### Dokumentausschnitt

Patrick Hohmann und das weiße Gold
»Es kann nicht sein, dass ein Bauer aus Indien mein T-Shirt subventioniert.«
Ein Frühsommertag, es ist kalt und windig. Im Garten des Restaurants »Tisch + Bar«, in Riesch-Rotkreuz, haschen die Kellnerinnen nach den Speisekarten, die davonsegeln, während die Gäste mit dem Gewicht ihrer Hand die Servietten am Davonflattern hindern. Ein Kellner kniet am Boden und fegt die Scherben eines hinuntergefallenen Glases aus dem Kies. Patrick Hohmann will zahlen. Er beugt sich über das Kartenlesegerät, das ihm die Kellnerin entgegenschiebt, hält das Gerät mit beiden Händen umfangen. »Ich sehe ja nichts«, sagt er und lacht. Ein erster Tippversuch misslingt. Hohmann blickt auf und blinzelt hoch zum Gesicht der Kellnerin, geblendet vom Licht. »Ich kann nichts sehen«, sagt er und lacht noch immer, entzückt wie ein Kind, das mehrere Male hintereinander in eine Pfütze springt. Erneut beugt sich der groß gewachsene Mann über das Tippfeld, die Augen ganz nah am kleinen Bildschirm. »Jetzt hat es geklappt«, sagt er zufrieden und lehnt sich zurück. Nichts sehen und es doch nochmals versuchen. Hinausgehen ins Ungefähre, scheitern und einen weiteren Versuch unternehmen. Sich auf das Eigene konzentrieren, während die Welt davonfliegt. Es ist, als würde in dieser winzigen Szene im Kleinen sichtbar, was Patrick Hohmann als Unternehmer im Ganzen ausmacht.
Patrick Hohmann ist ein Pionier der Bio-Baumwolle. Die Firma Remei, die er zusammen mit seiner Frau Elisabeth Hohmann Holdener und weiteren Freunden gegründet hat, ist der größte Anbieter von Bio-Baumwolle weltweit. Die zertifizierte bioRe® Baumwolle und die bioRe® Textilien, die aus ihr hergestellt werden, genügen fünf Kriterien: Sie basieren auf biologischem Anbau, sind fair produziert, CO2-neutral, ökologisch und hautfreundlich. Darüber hinaus herrscht volle Transparenz über die gesamte Produktionskette. Konsumentinnen und Konsumenten können jeden einzelnen Zuarbeiter digital überprüfen, die ganze Linie zurück bis zum Bauern, der die Baumwolle ausgesät, großgezogen und geerntet hat.
Patrick Hohmann betrachtet das Geschäftsmodell, das er entwickelt hat, als Folge reiner Logik. Für den studierten Textilingenieur ist es selbstverständlich, dass man die Natur nicht mutwillig zerstört, wo sie doch die Lebensgrundlage aller Menschen ist, ganz gleich, auf welchem Kontinent sie leben. Auf Vernunft gründet für ihn auch ein Gemeinwesen, das in der Balance ist. Die ungleiche Behandlung von Menschen und die Tatsache, dass die Globalisierung den Armen ein asymmetrisches Risiko aufbürdet: Alles unlogisch. »Es kann doch nicht sein, dass ein indischer Bauer mein T-Shirt subventioniert«, so Hohmann.

######
### Untersuchte Daten

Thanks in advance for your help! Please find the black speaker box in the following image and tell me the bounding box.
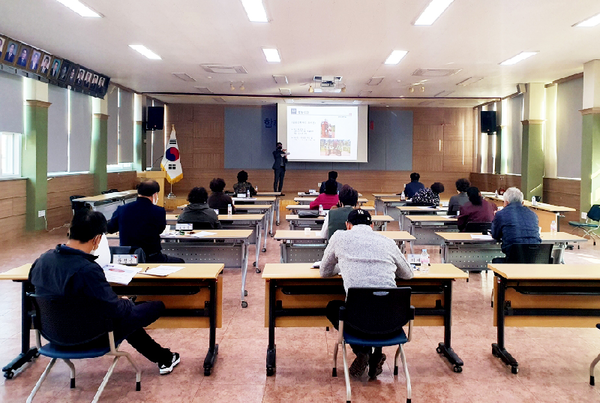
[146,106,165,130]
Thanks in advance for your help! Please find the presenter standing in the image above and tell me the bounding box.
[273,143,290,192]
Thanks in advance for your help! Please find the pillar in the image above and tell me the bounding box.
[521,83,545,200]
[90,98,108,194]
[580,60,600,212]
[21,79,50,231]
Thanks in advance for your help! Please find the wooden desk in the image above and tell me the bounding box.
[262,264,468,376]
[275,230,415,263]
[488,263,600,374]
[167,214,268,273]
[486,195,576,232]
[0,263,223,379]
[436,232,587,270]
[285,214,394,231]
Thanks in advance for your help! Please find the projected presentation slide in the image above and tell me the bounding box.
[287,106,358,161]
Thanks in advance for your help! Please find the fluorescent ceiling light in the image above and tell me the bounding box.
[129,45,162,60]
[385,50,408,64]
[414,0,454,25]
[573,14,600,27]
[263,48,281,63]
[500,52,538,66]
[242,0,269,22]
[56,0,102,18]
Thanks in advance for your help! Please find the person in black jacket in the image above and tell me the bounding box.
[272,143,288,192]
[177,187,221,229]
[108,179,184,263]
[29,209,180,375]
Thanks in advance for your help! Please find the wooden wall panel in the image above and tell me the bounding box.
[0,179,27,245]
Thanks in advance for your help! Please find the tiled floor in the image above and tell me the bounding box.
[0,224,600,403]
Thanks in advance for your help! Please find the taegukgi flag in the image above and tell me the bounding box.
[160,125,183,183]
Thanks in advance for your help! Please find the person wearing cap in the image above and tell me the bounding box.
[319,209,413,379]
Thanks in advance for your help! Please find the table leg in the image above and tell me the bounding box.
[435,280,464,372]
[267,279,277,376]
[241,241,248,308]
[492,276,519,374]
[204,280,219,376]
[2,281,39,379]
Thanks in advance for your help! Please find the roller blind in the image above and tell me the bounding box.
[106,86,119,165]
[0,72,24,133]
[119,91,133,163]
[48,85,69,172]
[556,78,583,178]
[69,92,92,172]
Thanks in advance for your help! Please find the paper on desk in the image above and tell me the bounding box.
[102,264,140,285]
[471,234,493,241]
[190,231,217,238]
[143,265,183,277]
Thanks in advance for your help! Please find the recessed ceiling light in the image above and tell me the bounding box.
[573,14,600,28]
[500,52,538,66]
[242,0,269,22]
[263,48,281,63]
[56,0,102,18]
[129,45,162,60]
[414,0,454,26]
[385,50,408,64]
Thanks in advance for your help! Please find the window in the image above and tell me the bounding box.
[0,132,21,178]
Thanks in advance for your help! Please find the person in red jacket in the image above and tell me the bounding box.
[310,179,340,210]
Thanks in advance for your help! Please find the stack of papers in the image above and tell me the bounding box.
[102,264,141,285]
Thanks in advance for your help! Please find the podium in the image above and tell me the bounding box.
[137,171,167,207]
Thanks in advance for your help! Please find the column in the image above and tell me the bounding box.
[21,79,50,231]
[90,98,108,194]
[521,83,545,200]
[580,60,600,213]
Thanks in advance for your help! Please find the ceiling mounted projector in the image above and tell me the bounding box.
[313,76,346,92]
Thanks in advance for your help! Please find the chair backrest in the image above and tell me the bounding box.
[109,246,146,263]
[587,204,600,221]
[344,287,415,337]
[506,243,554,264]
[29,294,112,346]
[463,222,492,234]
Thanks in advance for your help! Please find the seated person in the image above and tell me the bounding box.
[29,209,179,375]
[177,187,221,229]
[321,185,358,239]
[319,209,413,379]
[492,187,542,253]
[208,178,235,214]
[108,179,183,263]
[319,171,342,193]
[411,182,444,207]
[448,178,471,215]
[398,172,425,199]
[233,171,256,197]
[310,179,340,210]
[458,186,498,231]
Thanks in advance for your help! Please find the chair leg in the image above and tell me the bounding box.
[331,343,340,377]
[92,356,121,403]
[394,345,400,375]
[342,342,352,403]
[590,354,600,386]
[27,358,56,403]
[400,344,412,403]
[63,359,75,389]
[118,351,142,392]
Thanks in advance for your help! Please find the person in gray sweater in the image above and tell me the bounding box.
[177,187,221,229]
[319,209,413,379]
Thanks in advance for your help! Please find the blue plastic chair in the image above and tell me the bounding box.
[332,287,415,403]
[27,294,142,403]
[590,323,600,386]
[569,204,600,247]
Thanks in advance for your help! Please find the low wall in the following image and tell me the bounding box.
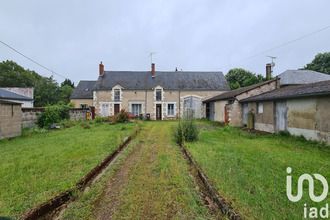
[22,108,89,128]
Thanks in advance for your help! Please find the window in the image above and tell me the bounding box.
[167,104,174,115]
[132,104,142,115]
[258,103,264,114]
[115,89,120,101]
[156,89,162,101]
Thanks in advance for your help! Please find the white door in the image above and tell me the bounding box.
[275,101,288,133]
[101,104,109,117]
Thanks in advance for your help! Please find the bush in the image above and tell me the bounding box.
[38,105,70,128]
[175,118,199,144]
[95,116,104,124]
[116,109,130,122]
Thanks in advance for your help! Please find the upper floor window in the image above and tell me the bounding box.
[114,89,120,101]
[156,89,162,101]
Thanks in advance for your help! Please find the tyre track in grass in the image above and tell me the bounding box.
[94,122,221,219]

######

Ihre Aufgabe —
Kopieren Sie aus dem Dokumentausschnitt die Passage zeichengenau, beginnend bei „Patrick Hohmann ist“ und endend bei „und geerntet hat.“. Die Zeilen sind hierfür ohne Belang.

Lösung —
Patrick Hohmann ist ein Pionier der Bio-Baumwolle. Die Firma Remei, die er zusammen mit seiner Frau Elisabeth Hohmann Holdener und weiteren Freunden gegründet hat, ist der größte Anbieter von Bio-Baumwolle weltweit. Die zertifizierte bioRe® Baumwolle und die bioRe® Textilien, die aus ihr hergestellt werden, genügen fünf Kriterien: Sie basieren auf biologischem Anbau, sind fair produziert, CO2-neutral, ökologisch und hautfreundlich. Darüber hinaus herrscht volle Transparenz über die gesamte Produktionskette. Konsumentinnen und Konsumenten können jeden einzelnen Zuarbeiter digital überprüfen, die ganze Linie zurück bis zum Bauern, der die Baumwolle ausgesät, großgezogen und geerntet hat.